Extrait:
━━━━━━━━━━

La faiblesse de l’activité cession/transmission en France n’est pas nouvelle. Six intervenants, invités par le CNCFA, ont échangé le temps d’une matinée, sur les spécificités françaises du marché. La situation ne change guère mais les problèmes s’affinent et des solutions affleurent.

Transmission des PME : les mauvaises habitudes ont la vie dure
Conviés par le CNCFA, six intervenants ont débattu l’épineuse question de la transmission des PME françaises, mardi 27 novembre, au Cercle de l’Union Interalliée à Paris.

À l’occasion de cette table ronde du 27 novembre, la neuvième édition 2018 du Baromètre de la transmission de PME fut présentée. De nouveaux résultats pour un même leitmotiv : Comment débloquer la transmission des PME ?

━━━━━━━━━━

Consignes:
(1) Résumez en deux phrases au plus le paragraphe de l'extrait qui commence par « La faiblesse de l’activité » et conservez ses faits principaux.
(2) Répondez brièvement à ces questions sur l'extrait, chacune sur sa propre ligne :
(a) Dans quel lieu la table ronde s'est-elle tenue ?
(b) Quelle publication a été présentée lors de cette table ronde ?
(c) Combien de temps l'échange entre les intervenants a-t-il duré ?
(3) Imprimez le passage de l'extrait compris entre « La faiblesse de » et « transmission des PME ? », ces deux bornes incluses.
La liste n'a aucun rôle dans ce travail.

Données fournies:
━━━━━━━━━━

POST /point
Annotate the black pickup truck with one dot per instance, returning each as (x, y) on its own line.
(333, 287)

━━━━━━━━━━

Réponses complètes:
(1) En France, l'activité de cession/transmission est faible depuis longtemps. Six intervenants invités par le CNCFA ont discuté pendant une matinée des spécificités françaises du marché : la situation évolue peu, mais les problèmes se précisent et des solutions apparaissent.

(2)
(a) Au Cercle de l’Union Interalliée, à Paris.
(b) La neuvième édition 2018 du Baromètre de la transmission de PME.
(c) Le temps d'une matinée.

(3)
La faiblesse de l’activité cession/transmission en France n’est pas nouvelle. Six intervenants, invités par le CNCFA, ont échangé le temps d’une matinée, sur les spécificités françaises du marché. La situation ne change guère mais les problèmes s’affinent et des solutions affleurent.

Transmission des PME : les mauvaises habitudes ont la vie dure
Conviés par le CNCFA, six intervenants ont débattu l’épineuse question de la transmission des PME françaises, mardi 27 novembre, au Cercle de l’Union Interalliée à Paris.

À l’occasion de cette table ronde du 27 novembre, la neuvième édition 2018 du Baromètre de la transmission de PME fut présentée. De nouveaux résultats pour un même leitmotiv : Comment débloquer la transmission des PME ?